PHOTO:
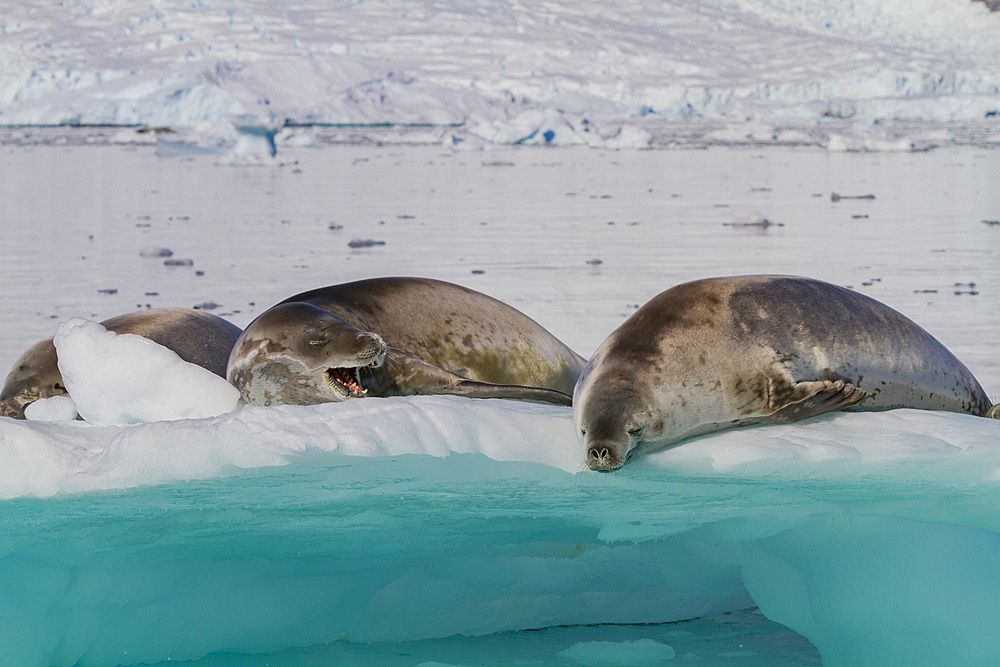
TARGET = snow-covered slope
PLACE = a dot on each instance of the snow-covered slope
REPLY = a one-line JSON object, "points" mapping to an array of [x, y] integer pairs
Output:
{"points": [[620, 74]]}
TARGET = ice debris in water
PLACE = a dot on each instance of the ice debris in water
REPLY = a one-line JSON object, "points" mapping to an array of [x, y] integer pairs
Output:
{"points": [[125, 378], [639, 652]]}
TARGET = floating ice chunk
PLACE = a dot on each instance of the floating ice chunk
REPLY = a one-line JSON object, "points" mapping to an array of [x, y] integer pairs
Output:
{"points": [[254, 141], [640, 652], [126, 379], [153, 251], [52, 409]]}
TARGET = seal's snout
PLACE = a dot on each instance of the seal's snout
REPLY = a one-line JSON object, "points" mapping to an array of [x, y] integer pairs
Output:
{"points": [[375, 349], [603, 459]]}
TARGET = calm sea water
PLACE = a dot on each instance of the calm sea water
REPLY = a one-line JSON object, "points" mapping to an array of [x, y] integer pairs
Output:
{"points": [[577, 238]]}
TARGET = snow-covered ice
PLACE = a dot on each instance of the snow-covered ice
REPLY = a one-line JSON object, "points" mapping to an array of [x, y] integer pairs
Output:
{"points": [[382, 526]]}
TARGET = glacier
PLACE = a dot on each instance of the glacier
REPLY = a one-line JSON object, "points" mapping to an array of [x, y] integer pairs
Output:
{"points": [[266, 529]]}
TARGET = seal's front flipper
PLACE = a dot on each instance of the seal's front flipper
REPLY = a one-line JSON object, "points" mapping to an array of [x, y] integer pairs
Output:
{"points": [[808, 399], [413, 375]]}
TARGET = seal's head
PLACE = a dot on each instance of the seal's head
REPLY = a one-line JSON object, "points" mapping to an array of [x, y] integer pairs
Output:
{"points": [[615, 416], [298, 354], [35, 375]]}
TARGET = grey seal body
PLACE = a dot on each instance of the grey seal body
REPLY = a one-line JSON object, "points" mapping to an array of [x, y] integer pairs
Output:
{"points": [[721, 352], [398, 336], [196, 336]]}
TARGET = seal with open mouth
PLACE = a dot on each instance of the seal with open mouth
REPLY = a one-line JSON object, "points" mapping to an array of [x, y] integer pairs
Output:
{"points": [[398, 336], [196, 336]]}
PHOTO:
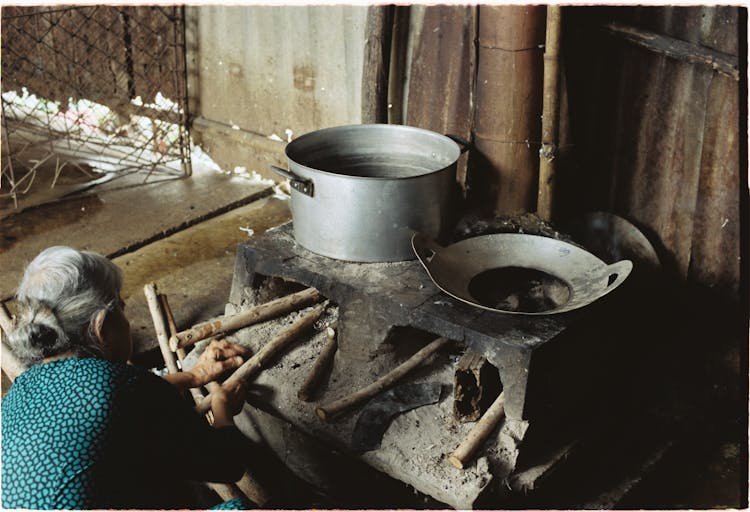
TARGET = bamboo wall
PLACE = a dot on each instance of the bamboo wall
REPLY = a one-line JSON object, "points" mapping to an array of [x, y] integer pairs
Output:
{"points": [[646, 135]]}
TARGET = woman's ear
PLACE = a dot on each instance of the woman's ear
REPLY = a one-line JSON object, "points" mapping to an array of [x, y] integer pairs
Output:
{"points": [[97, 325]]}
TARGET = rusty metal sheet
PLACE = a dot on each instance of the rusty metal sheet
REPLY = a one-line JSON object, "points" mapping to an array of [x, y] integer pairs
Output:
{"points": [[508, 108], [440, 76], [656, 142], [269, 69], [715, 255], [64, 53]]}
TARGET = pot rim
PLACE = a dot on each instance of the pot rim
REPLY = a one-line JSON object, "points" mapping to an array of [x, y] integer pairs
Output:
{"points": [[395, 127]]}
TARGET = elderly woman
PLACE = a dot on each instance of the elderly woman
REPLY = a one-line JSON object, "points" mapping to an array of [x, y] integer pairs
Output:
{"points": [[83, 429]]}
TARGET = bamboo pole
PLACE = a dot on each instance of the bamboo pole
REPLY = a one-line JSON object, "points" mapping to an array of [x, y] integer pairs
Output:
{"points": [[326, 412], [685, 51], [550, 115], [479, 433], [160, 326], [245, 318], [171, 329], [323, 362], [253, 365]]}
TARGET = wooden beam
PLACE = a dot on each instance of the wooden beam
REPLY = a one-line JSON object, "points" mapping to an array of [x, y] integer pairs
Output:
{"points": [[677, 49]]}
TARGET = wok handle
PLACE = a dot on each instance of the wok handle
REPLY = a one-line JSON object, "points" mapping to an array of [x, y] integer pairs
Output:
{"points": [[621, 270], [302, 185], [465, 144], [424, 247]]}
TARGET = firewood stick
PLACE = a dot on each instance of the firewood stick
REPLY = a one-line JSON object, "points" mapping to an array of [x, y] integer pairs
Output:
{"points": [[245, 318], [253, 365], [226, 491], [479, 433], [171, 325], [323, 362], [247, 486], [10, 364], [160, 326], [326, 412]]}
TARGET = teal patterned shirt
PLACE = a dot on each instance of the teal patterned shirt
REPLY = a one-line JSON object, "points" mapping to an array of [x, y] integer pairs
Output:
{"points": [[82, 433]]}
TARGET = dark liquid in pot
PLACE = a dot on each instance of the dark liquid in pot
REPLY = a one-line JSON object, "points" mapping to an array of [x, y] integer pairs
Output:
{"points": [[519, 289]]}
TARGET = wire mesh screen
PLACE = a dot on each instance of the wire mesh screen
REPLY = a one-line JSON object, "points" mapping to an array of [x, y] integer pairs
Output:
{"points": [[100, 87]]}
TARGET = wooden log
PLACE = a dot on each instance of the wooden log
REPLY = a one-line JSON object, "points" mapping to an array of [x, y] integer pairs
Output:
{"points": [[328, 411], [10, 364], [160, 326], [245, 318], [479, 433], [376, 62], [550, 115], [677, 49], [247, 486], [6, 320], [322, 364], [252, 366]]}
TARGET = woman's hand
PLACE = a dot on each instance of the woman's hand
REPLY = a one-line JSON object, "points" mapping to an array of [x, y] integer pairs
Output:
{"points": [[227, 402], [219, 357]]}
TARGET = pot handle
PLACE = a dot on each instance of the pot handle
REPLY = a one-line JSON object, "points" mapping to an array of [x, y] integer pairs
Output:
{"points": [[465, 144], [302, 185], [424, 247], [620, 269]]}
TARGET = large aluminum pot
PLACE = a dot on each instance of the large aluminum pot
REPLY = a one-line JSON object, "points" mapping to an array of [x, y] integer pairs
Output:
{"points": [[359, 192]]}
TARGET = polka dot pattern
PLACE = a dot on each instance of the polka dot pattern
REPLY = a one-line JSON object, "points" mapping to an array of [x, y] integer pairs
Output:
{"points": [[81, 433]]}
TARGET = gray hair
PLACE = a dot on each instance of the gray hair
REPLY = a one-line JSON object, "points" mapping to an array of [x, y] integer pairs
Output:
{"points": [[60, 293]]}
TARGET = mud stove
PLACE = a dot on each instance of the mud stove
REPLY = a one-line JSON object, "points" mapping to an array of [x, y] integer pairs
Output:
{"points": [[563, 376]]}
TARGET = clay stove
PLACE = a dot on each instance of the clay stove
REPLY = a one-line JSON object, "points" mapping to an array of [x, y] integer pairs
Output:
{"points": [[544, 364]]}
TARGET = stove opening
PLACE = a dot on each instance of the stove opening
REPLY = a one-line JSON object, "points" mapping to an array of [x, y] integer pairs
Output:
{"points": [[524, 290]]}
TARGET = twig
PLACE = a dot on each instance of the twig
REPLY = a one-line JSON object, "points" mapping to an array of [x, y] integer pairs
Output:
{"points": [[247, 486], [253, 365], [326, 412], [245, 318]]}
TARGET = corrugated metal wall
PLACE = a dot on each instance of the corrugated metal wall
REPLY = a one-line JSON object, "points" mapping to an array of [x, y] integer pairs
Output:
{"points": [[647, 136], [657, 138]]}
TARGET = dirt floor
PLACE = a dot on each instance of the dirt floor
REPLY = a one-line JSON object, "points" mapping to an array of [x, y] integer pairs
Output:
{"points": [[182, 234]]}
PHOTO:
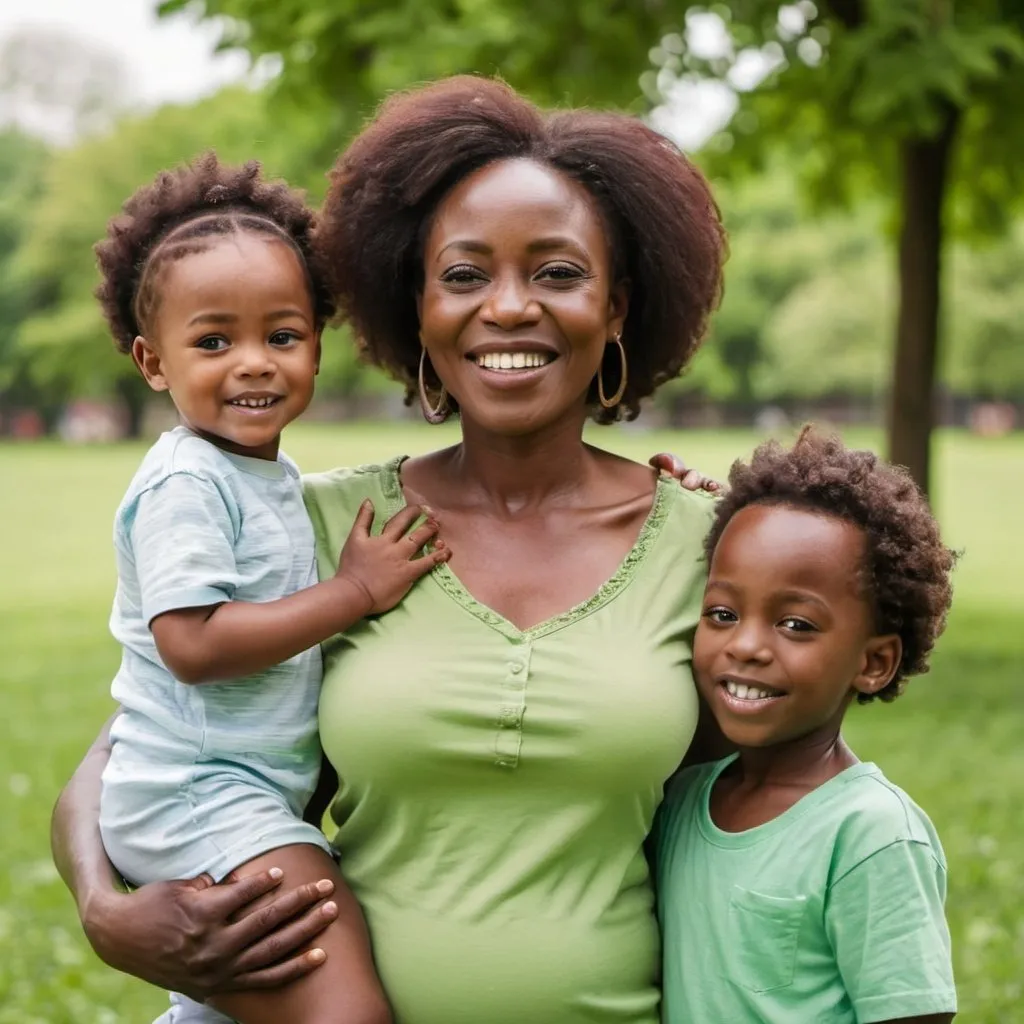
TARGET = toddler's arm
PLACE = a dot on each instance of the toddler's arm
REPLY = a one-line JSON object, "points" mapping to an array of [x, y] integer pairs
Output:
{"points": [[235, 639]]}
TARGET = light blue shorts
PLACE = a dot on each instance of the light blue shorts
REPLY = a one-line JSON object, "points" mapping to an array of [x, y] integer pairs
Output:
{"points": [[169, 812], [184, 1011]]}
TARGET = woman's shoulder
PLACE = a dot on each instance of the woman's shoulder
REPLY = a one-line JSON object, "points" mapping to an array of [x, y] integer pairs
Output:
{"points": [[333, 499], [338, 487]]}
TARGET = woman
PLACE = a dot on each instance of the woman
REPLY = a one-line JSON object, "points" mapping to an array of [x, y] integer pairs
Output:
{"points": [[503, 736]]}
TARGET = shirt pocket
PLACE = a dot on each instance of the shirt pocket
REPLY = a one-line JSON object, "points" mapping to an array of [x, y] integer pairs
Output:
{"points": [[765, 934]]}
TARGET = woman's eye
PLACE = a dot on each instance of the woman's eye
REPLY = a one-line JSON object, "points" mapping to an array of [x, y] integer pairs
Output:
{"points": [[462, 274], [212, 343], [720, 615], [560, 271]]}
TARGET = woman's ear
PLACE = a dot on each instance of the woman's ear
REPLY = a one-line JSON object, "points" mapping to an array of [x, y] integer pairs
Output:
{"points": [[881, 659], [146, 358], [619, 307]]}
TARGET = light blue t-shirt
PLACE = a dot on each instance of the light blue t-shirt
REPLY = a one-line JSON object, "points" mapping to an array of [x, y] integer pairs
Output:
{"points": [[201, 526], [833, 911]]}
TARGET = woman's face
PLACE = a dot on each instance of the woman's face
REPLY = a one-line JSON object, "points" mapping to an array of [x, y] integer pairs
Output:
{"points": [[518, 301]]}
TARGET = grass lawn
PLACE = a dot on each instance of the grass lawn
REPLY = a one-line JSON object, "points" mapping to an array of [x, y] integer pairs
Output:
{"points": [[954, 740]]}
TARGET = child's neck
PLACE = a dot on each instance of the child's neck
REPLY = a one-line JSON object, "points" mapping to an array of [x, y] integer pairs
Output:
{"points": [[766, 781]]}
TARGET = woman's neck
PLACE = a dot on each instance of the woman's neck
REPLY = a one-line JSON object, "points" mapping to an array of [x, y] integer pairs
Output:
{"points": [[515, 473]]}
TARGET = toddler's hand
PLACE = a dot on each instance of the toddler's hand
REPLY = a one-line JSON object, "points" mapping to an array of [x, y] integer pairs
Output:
━━━
> **THE EXERCISE**
Copy the records above word for word, from the first line containing "TARGET = light blue t-shirt" through the final line of the records, including both of those lines.

> **FULL OUTPUT**
TARGET = light blue t-shirt
PLACE = a dot on each instance of the light blue t-shirt
REPLY = a one-line JSON object, "points" mapping to an array of [x, y] integer pairs
Output:
{"points": [[201, 526], [833, 911]]}
TARGET = woman's face
PLACE = a dot on each instance of the woman's face
REPLY = a one-line JSON object, "points" mapping to an array of [x, y] integer pairs
Output:
{"points": [[518, 301]]}
TARGET = grass lawn
PLACE = a dot on each instance of the grass lawn
REPLY = a one-line JSON object, "points" mapping to an array of [x, y] integer pairs
Output:
{"points": [[954, 740]]}
TARGET = child's neck
PLACE = a dot on each instance of the child's neck
REPLY = a one-line JSON object, "points" mapping to an array of [x, y] integer pairs
Output:
{"points": [[766, 781]]}
TARGET = woman's neck
PLACE = a dot on each instance of the woman's neck
REPLY = a one-line JSON object, "points" mapping to an array of [x, y] integer pairs
Output:
{"points": [[515, 473]]}
TARGET = toddler's hand
PLACE = a dot on each instance of the toddler's hand
REPLY = a one-line JSON object, "points" mapping to an array of [x, y] integer pairs
Output:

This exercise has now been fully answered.